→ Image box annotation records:
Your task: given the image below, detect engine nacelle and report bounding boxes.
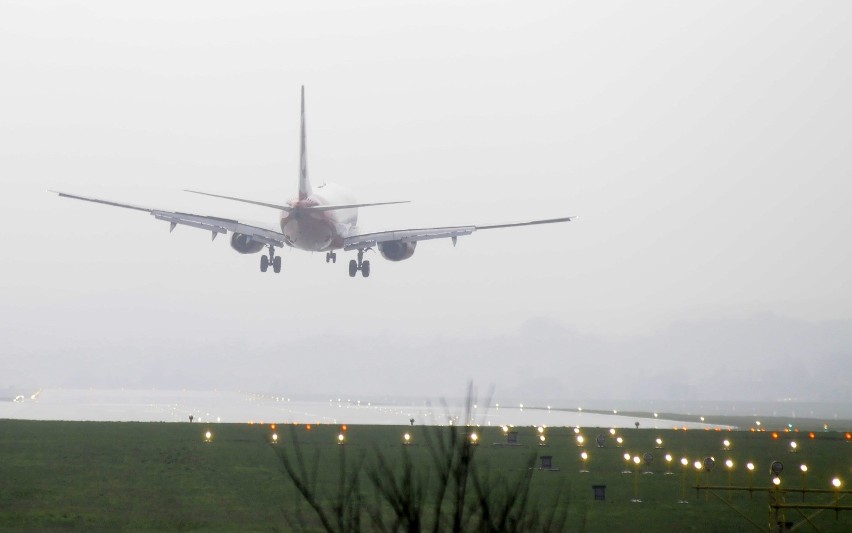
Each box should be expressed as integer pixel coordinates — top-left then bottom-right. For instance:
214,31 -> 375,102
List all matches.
231,233 -> 265,254
379,241 -> 417,261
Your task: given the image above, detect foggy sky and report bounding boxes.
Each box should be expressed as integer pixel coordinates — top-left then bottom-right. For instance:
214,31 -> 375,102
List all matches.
0,1 -> 852,399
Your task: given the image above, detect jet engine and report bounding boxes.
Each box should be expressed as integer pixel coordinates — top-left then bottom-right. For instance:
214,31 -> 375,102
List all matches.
231,233 -> 265,254
379,241 -> 417,261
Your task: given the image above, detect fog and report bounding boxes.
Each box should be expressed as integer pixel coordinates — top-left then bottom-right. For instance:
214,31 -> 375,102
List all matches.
0,0 -> 852,401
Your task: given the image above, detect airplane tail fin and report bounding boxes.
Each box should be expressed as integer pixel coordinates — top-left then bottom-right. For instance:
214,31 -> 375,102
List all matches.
299,85 -> 311,200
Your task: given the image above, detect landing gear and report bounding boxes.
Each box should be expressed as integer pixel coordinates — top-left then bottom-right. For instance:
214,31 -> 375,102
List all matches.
349,250 -> 370,278
260,246 -> 281,274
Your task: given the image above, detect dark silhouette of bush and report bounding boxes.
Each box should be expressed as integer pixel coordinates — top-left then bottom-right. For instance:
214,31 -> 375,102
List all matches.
276,387 -> 567,533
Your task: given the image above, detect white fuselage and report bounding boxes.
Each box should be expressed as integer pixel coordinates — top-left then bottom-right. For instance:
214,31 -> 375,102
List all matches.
280,183 -> 358,252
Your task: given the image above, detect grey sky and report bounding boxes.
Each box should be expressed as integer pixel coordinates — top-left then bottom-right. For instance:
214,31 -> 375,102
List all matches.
0,0 -> 852,400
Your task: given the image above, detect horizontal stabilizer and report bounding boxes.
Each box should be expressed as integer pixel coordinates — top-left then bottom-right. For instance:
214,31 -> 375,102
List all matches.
186,189 -> 409,213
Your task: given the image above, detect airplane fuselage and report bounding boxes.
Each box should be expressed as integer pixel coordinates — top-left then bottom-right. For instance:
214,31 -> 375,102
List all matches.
279,183 -> 358,252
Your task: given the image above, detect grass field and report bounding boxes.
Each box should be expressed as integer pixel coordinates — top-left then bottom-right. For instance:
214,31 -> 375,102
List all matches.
0,420 -> 852,532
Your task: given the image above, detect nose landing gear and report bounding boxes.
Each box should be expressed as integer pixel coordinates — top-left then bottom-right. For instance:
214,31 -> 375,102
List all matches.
349,250 -> 370,278
260,246 -> 281,274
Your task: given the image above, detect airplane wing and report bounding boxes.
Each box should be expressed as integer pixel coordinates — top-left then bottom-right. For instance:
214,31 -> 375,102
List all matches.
343,217 -> 576,250
50,191 -> 287,247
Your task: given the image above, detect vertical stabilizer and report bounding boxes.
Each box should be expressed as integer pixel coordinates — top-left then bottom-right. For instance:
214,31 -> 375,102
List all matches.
299,85 -> 311,200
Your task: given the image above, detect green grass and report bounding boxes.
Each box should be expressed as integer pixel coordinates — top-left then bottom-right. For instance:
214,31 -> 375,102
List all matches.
0,420 -> 852,532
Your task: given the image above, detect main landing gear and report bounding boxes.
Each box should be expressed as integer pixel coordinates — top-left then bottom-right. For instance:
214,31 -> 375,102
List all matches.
349,250 -> 370,278
260,246 -> 281,274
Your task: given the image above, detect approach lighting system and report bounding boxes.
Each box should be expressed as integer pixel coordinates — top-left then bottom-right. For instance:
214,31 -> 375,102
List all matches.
769,461 -> 784,476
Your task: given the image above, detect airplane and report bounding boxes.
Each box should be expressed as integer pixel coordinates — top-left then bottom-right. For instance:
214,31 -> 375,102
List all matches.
50,85 -> 575,278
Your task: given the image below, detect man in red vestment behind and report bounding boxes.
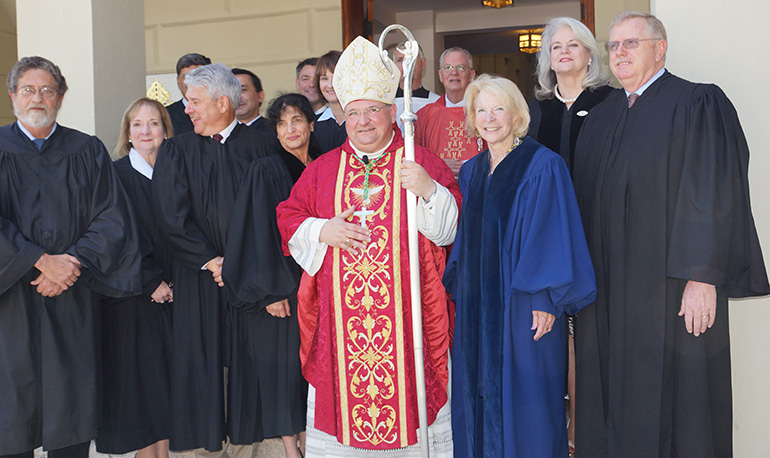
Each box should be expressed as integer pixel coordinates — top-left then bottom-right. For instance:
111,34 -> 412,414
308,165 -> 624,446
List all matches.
414,47 -> 487,178
277,37 -> 460,457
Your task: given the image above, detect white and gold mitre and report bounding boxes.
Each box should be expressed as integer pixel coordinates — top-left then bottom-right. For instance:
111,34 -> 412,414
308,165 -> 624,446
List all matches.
332,37 -> 401,110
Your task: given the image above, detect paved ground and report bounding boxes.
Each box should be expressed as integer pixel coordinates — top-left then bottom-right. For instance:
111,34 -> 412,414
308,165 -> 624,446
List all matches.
35,438 -> 286,458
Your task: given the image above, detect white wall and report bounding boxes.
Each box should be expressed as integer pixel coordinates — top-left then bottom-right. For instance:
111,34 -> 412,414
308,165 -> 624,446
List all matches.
650,0 -> 770,458
16,0 -> 145,149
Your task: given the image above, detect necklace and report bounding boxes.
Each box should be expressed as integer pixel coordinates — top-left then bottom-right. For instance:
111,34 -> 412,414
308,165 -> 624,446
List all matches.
353,151 -> 388,202
553,83 -> 580,105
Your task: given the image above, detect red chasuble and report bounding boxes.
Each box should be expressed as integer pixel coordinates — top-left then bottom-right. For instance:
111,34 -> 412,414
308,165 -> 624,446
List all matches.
414,95 -> 487,161
277,131 -> 460,450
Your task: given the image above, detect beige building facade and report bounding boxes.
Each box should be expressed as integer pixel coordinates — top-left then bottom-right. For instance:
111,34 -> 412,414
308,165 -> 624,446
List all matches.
0,0 -> 770,458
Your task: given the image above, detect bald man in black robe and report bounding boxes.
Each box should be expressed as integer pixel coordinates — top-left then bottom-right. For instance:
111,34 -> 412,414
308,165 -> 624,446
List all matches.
0,57 -> 142,458
574,12 -> 770,458
152,64 -> 277,457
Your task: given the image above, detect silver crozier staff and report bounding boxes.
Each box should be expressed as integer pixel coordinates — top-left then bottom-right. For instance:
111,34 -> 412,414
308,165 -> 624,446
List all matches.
379,24 -> 430,458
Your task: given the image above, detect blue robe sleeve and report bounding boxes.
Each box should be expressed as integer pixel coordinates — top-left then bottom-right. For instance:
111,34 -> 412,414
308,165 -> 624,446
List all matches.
501,154 -> 596,318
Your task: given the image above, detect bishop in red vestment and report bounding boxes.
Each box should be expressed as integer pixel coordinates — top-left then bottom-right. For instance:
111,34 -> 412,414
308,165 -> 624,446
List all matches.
277,38 -> 460,457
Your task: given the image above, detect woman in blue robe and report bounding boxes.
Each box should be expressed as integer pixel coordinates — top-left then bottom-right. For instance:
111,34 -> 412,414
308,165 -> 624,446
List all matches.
444,75 -> 596,458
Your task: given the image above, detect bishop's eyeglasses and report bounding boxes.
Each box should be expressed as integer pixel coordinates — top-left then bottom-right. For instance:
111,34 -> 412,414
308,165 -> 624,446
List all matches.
345,105 -> 390,120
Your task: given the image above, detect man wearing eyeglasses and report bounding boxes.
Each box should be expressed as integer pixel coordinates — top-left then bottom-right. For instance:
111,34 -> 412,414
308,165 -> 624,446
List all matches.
574,12 -> 770,458
0,56 -> 142,458
414,47 -> 487,178
277,37 -> 459,458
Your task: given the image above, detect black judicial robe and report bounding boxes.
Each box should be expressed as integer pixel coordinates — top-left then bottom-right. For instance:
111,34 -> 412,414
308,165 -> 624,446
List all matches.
249,116 -> 276,135
152,124 -> 277,450
96,156 -> 172,454
0,123 -> 141,455
167,99 -> 193,135
574,72 -> 770,458
223,154 -> 307,444
313,118 -> 348,154
527,86 -> 618,172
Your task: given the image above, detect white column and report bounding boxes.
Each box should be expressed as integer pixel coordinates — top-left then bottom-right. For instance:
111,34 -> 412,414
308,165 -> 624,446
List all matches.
651,0 -> 770,457
16,0 -> 145,150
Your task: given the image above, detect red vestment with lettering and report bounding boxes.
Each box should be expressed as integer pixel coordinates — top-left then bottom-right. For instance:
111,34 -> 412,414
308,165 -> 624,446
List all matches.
277,130 -> 460,449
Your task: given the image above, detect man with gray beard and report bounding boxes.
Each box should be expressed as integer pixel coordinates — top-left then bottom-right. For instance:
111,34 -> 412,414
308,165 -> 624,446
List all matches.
0,57 -> 142,458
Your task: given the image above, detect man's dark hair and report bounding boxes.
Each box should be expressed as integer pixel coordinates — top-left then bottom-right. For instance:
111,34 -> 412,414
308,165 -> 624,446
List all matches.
5,56 -> 67,96
296,57 -> 318,78
267,92 -> 315,126
233,68 -> 262,92
176,52 -> 211,76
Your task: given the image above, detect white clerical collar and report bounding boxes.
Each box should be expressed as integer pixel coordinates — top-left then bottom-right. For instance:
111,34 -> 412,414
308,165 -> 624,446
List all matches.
318,105 -> 340,124
350,132 -> 396,160
211,119 -> 238,143
16,121 -> 58,141
238,115 -> 262,126
444,97 -> 465,108
128,147 -> 152,180
623,67 -> 666,98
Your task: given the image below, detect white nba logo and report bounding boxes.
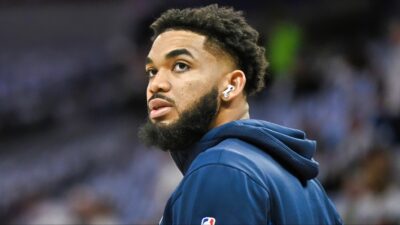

→ WHAT THE EXERCISE ASKS: Rewrite the lines of the material starting at the line containing "Your task: given the image above, detect red vestment" and ending at the line containing "277,130 -> 460,449", swapping "lettering" for "embroidery" and leaving everything else unchanged.

→ COMPLETE RESPONSE:
Your task: given the image above, detect red vestment with embroidery and report bounding boxes.
Each box should be expressed as integer pixel coordinates — top-left then bottom-right. For instance:
111,34 -> 412,414
308,165 -> 624,446
List all matches.
277,130 -> 460,449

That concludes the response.